■ **DATA FOR REVIEW**:
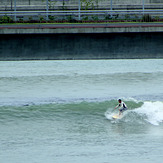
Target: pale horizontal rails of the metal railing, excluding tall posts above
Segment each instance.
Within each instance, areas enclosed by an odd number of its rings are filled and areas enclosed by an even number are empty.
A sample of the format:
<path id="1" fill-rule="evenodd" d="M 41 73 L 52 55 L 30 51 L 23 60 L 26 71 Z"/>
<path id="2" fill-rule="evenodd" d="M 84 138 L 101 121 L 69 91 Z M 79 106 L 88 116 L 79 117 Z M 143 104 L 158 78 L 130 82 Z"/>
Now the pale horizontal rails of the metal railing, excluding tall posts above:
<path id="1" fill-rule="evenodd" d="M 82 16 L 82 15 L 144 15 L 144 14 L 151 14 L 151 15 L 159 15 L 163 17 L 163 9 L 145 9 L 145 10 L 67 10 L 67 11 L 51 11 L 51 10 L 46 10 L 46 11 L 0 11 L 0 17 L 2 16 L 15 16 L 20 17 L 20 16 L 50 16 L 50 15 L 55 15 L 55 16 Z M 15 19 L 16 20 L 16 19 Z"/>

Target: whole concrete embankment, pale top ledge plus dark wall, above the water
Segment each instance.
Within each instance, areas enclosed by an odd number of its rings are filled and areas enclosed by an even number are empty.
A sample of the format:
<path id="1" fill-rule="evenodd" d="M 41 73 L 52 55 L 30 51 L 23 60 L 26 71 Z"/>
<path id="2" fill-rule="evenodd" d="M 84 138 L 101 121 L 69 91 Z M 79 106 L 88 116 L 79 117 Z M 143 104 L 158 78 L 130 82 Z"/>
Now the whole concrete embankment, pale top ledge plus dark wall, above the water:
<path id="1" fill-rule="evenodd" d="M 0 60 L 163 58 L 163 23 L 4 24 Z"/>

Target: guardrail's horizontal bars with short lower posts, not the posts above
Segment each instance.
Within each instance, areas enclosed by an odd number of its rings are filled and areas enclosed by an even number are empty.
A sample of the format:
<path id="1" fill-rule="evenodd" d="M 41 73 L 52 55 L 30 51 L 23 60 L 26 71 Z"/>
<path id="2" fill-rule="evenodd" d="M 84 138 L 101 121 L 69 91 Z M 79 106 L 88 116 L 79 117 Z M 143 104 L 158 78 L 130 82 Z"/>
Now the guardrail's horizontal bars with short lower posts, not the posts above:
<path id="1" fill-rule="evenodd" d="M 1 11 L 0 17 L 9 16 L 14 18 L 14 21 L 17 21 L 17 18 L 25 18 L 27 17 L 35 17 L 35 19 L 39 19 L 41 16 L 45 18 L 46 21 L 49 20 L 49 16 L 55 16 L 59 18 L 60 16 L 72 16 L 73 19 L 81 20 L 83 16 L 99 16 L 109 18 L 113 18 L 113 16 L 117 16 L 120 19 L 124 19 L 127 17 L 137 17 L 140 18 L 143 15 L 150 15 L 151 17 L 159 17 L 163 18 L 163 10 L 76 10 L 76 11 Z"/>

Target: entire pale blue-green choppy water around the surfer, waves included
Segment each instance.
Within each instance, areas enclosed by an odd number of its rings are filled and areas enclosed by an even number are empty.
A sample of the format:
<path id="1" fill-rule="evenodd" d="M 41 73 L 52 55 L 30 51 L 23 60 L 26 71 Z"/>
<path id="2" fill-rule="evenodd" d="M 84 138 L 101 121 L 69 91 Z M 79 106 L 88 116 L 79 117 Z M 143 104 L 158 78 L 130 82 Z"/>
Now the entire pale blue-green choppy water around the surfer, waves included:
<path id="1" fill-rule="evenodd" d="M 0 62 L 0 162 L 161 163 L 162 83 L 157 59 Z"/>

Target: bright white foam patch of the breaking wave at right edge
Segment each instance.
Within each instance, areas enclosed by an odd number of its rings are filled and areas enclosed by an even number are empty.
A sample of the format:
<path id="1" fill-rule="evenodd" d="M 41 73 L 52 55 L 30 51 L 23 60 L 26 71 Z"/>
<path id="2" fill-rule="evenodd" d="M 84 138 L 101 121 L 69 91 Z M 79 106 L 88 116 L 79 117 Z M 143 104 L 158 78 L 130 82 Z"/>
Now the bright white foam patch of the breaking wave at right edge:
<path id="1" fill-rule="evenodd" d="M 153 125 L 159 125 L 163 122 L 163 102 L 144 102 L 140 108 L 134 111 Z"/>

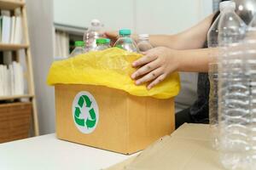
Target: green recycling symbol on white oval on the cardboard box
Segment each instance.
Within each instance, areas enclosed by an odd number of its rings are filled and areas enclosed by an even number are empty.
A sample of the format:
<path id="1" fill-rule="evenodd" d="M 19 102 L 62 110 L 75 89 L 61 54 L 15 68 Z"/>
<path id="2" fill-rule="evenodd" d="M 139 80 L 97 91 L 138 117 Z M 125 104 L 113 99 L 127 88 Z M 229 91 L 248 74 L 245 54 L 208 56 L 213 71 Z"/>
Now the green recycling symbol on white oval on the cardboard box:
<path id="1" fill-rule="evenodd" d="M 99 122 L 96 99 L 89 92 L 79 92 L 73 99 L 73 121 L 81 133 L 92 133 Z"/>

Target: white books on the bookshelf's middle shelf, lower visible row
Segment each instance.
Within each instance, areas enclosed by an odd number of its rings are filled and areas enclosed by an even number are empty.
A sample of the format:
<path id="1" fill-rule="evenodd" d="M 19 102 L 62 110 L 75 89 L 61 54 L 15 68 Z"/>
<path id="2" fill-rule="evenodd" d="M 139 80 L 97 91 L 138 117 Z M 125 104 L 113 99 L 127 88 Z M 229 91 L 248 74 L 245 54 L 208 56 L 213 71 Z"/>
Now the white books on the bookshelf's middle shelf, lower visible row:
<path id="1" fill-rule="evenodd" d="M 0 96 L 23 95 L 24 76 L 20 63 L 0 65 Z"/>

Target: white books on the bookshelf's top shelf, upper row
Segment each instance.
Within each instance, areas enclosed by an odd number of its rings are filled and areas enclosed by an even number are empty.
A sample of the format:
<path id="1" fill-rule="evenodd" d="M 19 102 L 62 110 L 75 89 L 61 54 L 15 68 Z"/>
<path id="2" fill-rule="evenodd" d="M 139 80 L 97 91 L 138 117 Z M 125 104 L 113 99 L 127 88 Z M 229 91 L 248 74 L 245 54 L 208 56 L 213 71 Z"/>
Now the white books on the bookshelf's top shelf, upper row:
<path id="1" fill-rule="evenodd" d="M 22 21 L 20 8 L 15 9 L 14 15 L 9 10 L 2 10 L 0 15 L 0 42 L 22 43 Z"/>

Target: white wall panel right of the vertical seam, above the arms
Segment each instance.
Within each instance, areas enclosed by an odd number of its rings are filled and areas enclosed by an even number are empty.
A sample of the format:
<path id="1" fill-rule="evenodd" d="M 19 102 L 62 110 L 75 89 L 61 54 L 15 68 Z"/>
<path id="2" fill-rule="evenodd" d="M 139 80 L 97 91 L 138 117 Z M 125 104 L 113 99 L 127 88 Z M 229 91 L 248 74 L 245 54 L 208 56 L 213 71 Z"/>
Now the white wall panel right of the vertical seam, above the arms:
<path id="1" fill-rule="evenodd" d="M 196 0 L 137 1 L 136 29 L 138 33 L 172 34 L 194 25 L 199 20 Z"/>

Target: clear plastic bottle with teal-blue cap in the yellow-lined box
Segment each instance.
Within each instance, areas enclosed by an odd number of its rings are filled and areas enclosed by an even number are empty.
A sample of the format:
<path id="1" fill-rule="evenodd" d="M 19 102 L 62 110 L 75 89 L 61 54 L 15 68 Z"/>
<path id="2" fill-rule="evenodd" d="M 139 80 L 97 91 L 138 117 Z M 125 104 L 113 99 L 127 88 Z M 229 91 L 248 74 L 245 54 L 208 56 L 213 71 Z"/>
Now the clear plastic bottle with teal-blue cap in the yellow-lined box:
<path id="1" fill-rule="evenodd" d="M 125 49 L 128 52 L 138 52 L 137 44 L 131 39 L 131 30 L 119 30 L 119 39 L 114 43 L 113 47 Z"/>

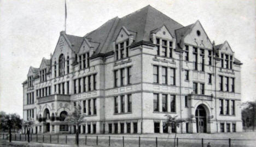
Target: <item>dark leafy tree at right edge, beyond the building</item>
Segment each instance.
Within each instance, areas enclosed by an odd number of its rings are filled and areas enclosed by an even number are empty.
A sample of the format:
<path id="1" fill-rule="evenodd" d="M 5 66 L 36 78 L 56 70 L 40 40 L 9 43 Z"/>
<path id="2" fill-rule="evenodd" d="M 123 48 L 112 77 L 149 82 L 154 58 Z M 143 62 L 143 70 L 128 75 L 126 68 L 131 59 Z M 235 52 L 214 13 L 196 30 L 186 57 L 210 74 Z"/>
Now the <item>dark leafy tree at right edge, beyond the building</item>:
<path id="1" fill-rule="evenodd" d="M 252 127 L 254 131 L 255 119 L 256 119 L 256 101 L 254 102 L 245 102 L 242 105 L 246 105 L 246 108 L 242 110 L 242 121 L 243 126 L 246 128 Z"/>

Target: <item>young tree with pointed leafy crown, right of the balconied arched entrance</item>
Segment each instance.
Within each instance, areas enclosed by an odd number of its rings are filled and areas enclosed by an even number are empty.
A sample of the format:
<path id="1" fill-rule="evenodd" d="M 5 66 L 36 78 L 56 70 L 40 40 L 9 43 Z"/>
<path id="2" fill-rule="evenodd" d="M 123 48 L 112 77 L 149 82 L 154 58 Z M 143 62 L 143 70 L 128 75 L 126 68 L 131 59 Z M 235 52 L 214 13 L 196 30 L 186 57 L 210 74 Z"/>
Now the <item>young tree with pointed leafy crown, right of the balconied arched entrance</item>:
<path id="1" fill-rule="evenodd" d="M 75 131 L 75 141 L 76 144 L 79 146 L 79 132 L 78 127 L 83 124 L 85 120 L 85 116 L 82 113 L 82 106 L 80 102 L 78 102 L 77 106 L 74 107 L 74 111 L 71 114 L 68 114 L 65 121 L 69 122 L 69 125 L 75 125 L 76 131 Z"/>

...

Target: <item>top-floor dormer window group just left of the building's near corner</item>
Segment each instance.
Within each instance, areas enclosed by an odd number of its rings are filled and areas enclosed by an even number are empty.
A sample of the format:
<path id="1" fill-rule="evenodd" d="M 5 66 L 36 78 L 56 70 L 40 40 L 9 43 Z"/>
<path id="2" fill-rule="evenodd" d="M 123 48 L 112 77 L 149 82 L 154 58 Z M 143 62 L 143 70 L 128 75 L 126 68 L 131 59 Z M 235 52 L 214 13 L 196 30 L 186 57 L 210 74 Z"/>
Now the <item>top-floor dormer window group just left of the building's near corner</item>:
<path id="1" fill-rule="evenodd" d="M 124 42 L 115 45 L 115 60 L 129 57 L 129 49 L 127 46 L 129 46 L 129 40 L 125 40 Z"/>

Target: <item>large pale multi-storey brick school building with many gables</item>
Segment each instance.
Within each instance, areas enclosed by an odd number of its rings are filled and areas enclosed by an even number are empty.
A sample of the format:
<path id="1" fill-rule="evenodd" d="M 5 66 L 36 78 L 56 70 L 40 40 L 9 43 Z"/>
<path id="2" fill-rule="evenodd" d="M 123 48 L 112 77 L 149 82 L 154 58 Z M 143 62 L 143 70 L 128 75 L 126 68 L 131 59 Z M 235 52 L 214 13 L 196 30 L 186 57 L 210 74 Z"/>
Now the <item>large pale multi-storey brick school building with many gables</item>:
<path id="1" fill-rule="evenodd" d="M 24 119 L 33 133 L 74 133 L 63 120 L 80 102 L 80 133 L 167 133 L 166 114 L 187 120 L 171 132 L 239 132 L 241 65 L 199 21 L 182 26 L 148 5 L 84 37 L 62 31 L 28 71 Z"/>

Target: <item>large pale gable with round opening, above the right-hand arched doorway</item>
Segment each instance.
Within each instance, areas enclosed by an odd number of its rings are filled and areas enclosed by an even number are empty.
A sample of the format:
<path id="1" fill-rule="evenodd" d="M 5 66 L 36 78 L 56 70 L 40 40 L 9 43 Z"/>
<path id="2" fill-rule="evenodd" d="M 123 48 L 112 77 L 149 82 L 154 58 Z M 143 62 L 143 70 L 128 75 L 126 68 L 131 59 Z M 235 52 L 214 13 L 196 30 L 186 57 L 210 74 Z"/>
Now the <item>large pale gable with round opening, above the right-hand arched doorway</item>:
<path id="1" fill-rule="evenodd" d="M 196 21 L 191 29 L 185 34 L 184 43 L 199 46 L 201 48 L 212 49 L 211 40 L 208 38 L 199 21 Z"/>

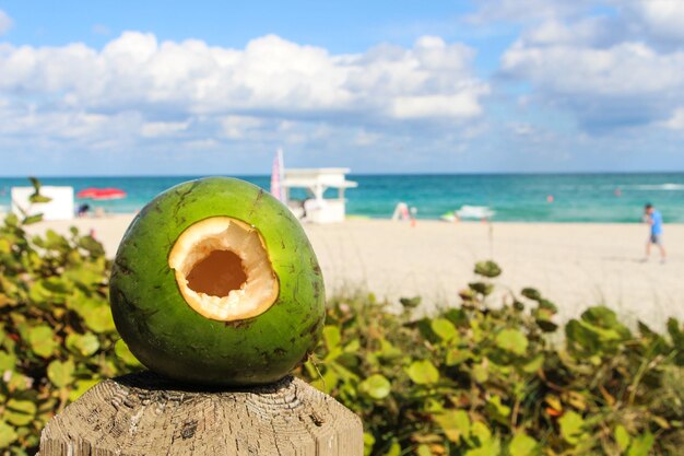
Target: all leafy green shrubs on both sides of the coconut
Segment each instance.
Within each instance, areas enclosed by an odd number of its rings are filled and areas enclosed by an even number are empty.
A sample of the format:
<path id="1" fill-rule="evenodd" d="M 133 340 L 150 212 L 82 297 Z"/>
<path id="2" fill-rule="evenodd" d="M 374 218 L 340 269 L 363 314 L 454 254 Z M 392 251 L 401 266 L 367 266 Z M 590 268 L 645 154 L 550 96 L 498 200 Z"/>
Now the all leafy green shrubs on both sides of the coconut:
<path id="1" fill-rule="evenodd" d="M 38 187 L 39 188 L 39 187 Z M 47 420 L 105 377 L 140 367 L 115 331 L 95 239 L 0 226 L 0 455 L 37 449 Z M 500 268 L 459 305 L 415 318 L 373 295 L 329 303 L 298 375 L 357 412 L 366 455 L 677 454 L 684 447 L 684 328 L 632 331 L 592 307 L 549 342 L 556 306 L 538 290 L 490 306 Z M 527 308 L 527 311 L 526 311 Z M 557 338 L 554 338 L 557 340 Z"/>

■ **WHAT YOU SHOULD DO**: Write back the stretch of lines above that begins with the line holding "Now the <item>large pale gable" and ends with the line holding "374 218 L 340", both included, exactly as written. Pictures stay out.

■ **RESULT**:
Now the <item>large pale gable with round opening, above the right-hand arched doorway</item>:
<path id="1" fill-rule="evenodd" d="M 196 21 L 191 29 L 185 34 L 184 43 L 199 46 L 201 48 L 212 49 L 211 40 L 208 38 L 199 21 Z"/>

Target: all leafy green shrubs on both sides of the coconut
Segment each instance.
Within each instance, areas enclosed by an odd number of its rings are filled and areas enclosed by an even number are empty.
A sample of the format:
<path id="1" fill-rule="evenodd" d="M 133 340 L 150 212 L 82 297 Z"/>
<path id="2" fill-rule="evenodd" d="M 374 218 L 340 269 L 363 314 L 454 254 Z M 392 251 L 401 266 L 367 266 Z M 590 268 L 645 154 L 550 96 L 498 200 Z"/>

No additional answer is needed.